● **Data to process**
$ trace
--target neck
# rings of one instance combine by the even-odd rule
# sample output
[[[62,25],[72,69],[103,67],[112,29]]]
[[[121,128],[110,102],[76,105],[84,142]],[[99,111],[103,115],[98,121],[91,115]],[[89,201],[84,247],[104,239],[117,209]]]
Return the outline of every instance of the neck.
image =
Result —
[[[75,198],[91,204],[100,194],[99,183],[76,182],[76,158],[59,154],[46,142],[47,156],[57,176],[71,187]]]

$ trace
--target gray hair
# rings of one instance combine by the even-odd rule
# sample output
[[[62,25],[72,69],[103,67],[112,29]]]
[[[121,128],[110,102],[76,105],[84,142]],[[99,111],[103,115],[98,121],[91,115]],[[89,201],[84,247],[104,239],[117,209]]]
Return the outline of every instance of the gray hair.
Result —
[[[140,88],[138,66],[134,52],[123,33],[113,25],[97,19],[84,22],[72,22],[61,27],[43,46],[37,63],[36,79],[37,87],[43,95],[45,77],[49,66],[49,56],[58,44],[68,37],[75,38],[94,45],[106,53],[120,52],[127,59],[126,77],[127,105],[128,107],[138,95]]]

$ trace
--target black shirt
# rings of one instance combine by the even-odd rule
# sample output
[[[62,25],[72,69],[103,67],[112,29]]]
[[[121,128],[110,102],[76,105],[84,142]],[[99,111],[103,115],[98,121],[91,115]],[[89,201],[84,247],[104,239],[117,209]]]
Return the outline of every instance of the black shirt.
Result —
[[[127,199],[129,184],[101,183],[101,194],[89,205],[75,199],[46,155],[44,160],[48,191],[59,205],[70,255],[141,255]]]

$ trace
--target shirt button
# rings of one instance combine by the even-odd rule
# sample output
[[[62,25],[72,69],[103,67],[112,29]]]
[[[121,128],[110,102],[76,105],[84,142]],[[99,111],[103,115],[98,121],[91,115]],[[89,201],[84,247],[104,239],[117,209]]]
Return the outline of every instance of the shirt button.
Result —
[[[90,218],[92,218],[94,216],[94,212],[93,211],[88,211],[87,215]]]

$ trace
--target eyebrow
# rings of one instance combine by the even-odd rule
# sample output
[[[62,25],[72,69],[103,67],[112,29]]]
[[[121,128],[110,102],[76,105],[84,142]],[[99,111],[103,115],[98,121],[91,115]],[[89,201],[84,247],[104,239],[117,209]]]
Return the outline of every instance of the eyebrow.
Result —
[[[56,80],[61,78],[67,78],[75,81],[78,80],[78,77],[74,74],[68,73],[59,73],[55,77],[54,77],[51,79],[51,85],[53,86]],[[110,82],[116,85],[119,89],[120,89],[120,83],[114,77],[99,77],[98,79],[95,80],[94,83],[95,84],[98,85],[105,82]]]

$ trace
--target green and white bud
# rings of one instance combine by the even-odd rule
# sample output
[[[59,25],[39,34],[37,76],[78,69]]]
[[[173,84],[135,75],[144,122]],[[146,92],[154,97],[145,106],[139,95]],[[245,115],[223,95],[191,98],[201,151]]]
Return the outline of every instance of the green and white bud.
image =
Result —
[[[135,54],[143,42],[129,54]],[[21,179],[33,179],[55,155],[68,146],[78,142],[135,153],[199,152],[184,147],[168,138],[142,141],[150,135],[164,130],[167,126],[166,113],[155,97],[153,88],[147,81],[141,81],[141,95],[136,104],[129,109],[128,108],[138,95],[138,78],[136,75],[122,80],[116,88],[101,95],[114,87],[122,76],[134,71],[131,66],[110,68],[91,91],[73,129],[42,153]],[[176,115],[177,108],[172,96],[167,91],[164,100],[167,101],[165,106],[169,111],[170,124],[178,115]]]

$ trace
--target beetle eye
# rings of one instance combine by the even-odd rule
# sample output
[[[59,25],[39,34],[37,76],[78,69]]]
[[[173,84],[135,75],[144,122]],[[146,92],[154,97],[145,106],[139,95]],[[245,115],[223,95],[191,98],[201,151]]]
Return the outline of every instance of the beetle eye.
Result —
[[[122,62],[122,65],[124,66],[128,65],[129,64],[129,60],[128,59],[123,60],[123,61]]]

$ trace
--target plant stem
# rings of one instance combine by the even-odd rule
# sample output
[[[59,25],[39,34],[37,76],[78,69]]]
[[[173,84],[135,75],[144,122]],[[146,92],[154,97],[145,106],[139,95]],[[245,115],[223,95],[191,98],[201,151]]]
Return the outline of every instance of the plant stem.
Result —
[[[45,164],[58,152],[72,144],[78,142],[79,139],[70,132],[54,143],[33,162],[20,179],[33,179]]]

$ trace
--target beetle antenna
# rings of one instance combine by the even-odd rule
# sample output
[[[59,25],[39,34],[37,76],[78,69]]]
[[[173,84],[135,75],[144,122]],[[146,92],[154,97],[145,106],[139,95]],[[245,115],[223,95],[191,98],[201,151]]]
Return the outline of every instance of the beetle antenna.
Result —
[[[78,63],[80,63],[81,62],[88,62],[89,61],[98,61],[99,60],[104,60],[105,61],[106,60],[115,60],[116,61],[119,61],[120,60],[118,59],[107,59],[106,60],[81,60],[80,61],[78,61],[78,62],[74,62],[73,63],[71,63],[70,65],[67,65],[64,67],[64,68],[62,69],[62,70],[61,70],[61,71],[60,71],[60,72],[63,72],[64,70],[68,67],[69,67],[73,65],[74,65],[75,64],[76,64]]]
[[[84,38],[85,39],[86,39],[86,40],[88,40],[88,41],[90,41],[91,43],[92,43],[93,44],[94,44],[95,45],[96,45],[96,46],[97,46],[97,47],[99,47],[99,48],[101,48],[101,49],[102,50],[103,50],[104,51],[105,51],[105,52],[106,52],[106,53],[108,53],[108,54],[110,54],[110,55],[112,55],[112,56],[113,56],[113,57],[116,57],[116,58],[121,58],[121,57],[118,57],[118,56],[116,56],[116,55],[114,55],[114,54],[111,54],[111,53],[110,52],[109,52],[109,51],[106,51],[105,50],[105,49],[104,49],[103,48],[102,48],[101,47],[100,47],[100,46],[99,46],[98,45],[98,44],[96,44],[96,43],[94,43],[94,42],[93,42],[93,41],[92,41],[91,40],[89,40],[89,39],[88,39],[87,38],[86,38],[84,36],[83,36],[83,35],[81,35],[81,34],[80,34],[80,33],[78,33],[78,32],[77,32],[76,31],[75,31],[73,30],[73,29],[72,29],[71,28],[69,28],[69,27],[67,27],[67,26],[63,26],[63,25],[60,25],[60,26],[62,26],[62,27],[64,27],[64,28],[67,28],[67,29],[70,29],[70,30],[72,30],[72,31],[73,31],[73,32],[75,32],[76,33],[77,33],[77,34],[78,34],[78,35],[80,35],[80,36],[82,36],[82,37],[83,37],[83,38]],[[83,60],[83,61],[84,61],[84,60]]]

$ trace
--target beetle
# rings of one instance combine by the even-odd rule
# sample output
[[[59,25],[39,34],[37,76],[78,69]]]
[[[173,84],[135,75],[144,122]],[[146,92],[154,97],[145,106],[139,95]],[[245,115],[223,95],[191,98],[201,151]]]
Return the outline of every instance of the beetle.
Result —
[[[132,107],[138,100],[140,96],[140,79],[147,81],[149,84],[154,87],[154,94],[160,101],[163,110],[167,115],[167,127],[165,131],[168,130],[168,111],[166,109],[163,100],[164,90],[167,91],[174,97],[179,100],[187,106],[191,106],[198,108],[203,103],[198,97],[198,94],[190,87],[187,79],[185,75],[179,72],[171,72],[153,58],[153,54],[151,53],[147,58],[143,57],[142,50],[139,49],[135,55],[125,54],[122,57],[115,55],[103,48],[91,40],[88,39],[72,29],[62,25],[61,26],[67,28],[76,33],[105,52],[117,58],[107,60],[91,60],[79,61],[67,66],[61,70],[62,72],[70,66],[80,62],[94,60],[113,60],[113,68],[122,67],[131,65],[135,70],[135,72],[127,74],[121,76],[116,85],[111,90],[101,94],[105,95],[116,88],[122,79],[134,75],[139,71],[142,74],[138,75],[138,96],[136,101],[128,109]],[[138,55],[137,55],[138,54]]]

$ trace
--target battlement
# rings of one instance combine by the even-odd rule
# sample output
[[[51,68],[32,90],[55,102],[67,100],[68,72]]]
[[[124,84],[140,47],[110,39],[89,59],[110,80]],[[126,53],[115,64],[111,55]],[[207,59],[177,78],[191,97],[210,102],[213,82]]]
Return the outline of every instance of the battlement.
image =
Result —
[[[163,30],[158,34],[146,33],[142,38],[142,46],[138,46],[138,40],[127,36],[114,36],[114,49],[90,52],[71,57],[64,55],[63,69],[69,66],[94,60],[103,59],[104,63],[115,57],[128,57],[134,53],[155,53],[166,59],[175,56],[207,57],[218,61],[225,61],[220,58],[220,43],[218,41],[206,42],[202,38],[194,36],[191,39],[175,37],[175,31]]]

● **Goal**
Collect each line from the items above that contains the string "stem", either on its own or as the start of a longer word. Case counts.

● **Answer to the task**
--target plant stem
Return the outline of every instance of the plant stem.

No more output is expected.